• _EXERCISE BRIEF_
Your task is to gather the lines below that hold the string "dark".

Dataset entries
☆ ☆ ☆ ☆ ☆ ☆ ☆
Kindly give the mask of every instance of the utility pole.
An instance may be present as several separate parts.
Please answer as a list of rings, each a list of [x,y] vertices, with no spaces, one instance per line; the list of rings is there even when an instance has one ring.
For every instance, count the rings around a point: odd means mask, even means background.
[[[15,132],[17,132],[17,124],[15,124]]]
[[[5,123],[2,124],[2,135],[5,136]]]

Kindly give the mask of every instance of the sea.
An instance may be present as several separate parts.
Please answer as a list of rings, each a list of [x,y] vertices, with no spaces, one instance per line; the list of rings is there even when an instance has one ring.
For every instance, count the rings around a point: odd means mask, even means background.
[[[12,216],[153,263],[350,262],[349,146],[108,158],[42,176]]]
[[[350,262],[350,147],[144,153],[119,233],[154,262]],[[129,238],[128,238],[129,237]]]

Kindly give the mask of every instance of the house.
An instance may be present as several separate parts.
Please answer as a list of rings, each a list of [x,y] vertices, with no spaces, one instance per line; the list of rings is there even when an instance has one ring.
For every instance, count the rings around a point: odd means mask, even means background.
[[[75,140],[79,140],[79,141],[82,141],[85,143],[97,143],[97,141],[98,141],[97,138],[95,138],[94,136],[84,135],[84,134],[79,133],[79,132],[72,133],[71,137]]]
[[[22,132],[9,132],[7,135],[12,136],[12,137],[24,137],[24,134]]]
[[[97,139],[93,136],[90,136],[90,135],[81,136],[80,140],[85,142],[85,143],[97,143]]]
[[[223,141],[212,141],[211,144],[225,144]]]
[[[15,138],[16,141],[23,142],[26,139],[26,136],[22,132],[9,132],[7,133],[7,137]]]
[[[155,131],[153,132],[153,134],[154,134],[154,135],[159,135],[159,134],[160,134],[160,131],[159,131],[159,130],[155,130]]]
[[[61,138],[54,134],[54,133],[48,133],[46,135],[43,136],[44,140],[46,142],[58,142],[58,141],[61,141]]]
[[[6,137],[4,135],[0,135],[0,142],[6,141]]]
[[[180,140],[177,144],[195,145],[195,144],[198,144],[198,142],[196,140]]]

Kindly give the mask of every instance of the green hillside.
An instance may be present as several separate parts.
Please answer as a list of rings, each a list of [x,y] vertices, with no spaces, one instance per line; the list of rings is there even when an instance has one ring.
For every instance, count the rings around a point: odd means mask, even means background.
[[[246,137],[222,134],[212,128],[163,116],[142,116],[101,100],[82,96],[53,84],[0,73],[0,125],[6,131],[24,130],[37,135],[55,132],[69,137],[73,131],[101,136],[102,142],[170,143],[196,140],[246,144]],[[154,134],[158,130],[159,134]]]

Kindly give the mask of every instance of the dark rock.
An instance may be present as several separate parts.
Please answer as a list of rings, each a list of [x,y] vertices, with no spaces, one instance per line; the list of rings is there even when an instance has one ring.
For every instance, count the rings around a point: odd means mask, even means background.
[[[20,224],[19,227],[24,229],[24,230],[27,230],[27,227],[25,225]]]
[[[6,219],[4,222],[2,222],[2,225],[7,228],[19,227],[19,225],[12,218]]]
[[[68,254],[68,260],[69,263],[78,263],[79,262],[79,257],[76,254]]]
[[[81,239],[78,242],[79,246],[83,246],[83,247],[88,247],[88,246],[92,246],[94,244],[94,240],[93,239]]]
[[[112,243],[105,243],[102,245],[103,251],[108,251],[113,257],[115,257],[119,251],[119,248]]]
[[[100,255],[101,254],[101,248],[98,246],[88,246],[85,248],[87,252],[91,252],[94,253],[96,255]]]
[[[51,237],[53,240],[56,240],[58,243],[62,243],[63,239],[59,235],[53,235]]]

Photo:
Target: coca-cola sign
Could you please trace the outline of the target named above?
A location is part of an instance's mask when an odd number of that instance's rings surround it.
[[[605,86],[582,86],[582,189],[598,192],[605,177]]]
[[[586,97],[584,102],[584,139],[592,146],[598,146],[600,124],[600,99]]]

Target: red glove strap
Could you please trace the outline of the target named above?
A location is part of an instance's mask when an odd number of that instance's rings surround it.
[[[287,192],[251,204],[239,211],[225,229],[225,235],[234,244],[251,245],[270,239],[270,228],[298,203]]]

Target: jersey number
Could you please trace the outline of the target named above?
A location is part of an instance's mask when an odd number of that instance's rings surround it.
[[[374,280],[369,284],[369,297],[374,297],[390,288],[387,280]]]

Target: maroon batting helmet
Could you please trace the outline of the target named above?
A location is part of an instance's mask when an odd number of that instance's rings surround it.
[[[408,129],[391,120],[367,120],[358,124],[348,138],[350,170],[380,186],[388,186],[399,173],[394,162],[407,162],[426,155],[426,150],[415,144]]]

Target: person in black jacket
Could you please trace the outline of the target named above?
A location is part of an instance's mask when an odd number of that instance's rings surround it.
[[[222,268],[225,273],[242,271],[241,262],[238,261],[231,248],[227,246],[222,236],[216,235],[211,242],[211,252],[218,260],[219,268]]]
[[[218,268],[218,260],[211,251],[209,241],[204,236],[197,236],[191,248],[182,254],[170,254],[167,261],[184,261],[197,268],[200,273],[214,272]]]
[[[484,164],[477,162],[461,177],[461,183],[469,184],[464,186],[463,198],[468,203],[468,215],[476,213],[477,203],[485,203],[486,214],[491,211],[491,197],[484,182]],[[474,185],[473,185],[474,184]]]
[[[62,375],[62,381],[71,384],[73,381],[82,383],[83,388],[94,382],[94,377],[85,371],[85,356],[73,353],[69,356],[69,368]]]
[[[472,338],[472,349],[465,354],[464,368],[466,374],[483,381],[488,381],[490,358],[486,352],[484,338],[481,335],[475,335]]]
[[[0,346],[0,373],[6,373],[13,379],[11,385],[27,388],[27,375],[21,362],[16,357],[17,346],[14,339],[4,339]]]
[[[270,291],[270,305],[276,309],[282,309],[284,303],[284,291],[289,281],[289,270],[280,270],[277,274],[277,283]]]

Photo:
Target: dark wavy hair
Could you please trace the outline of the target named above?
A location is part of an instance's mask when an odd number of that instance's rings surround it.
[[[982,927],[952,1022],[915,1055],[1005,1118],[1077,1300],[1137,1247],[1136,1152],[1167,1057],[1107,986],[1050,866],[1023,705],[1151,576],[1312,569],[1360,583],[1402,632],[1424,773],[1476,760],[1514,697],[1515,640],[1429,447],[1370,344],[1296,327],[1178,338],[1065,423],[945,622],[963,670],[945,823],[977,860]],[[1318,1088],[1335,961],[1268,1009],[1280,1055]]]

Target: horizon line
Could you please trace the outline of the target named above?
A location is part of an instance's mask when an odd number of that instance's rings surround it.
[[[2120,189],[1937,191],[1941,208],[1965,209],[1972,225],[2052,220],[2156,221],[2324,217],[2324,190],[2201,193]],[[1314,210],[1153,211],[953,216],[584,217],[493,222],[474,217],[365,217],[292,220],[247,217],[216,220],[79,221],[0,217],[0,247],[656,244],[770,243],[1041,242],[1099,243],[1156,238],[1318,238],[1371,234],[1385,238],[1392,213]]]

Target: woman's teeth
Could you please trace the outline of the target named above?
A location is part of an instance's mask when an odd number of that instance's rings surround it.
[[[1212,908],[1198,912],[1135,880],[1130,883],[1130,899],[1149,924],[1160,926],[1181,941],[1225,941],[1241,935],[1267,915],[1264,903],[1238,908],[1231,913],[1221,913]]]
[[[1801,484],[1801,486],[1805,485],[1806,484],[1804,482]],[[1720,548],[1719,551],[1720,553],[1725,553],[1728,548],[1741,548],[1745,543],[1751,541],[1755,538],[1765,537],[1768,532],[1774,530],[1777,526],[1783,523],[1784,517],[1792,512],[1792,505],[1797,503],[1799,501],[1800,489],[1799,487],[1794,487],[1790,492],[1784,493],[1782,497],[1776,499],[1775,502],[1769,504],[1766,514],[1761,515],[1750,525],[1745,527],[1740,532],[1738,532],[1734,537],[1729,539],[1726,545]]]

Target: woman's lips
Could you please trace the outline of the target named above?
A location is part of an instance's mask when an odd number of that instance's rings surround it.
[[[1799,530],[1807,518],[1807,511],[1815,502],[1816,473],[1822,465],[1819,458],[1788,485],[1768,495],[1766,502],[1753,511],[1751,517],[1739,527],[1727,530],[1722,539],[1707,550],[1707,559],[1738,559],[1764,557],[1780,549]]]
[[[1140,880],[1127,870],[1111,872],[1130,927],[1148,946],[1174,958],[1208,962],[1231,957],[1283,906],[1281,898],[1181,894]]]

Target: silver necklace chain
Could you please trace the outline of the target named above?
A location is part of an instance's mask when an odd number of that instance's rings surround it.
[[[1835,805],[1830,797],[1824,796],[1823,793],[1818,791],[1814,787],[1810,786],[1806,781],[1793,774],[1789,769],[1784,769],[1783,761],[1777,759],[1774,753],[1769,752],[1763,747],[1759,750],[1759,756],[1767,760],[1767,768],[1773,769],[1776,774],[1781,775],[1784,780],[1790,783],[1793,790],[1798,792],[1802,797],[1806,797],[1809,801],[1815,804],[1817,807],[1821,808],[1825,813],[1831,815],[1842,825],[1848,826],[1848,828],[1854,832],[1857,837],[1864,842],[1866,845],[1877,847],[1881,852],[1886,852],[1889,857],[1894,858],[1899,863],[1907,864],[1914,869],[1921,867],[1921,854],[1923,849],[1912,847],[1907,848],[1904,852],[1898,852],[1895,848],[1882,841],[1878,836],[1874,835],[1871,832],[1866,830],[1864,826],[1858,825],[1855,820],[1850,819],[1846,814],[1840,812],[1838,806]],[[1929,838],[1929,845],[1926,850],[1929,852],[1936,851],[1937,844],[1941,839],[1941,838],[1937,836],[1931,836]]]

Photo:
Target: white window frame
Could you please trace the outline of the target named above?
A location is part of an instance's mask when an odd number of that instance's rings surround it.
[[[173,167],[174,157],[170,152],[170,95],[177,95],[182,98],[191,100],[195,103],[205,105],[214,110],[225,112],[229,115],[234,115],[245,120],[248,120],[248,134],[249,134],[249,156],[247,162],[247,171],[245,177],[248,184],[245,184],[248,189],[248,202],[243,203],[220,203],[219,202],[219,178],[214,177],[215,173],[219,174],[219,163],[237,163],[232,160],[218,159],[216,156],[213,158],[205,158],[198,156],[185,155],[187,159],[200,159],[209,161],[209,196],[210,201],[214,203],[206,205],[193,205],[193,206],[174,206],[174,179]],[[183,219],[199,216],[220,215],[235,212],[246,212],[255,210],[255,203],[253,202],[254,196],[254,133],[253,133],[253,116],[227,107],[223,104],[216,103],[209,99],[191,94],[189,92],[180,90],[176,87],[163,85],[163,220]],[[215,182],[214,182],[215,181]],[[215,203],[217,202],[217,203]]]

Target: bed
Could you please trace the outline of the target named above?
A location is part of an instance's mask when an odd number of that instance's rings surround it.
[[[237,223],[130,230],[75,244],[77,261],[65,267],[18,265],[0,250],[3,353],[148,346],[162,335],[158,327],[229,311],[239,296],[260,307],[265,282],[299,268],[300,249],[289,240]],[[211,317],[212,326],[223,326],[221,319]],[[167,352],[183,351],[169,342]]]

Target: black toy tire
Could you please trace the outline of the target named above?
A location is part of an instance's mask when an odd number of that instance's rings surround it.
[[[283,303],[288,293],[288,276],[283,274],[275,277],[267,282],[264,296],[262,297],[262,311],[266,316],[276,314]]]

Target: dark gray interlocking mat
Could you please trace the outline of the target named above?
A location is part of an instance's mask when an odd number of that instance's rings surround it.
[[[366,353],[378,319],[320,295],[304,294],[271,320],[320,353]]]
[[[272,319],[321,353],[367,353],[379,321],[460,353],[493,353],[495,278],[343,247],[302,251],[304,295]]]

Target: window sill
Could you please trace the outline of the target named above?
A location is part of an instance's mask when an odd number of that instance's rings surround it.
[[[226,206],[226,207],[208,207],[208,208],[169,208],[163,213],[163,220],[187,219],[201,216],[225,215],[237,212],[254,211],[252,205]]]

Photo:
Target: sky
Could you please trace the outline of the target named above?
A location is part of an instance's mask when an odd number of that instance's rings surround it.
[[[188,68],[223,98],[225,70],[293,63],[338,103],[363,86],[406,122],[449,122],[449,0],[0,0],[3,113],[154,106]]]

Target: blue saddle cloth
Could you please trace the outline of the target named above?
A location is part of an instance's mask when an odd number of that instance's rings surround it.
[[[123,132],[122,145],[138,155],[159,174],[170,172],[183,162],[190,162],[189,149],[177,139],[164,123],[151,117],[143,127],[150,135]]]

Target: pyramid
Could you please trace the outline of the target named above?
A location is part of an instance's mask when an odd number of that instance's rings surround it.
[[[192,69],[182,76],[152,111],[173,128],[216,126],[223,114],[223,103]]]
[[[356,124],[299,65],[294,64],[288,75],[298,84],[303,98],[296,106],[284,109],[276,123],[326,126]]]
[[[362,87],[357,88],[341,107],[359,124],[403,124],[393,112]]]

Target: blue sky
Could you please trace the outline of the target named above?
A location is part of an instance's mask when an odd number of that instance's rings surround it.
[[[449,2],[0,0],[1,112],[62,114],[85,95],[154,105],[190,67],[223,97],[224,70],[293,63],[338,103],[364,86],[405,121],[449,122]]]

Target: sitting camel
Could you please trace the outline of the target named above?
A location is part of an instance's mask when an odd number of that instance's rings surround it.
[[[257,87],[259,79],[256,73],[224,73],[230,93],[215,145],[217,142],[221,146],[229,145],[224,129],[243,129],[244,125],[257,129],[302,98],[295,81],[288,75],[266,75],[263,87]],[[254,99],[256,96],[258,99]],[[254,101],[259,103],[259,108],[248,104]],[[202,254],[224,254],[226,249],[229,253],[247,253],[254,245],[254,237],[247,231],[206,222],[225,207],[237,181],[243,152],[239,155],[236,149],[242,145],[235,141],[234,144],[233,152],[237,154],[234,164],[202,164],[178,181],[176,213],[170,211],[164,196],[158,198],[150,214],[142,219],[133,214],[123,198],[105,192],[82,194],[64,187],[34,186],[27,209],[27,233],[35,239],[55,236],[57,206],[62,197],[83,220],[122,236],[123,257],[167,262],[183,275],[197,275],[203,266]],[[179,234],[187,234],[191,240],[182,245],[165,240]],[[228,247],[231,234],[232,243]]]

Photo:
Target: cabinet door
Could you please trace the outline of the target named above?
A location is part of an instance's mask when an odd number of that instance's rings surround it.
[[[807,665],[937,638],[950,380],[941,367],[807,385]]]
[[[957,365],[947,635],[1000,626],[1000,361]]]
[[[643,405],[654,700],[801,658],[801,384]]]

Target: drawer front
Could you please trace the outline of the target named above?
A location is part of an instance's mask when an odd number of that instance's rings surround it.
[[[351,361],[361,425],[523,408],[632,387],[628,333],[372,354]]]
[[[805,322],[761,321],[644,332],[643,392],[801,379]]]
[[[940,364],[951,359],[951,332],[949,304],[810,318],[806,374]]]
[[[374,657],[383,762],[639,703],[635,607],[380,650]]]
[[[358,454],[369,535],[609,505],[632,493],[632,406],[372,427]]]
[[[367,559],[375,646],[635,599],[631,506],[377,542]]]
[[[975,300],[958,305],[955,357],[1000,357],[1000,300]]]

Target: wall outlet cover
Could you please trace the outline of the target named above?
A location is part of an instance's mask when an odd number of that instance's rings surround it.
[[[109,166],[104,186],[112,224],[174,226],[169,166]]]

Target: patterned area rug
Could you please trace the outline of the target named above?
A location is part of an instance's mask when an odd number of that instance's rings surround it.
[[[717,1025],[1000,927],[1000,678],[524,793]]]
☆ ☆ ☆ ☆ ☆ ☆ ☆
• _ANSWER FOR THIS EXERCISE_
Kindly give the mask of every instance of the dark rock.
Target: dark wavy hair
Target: dark gray interlocking mat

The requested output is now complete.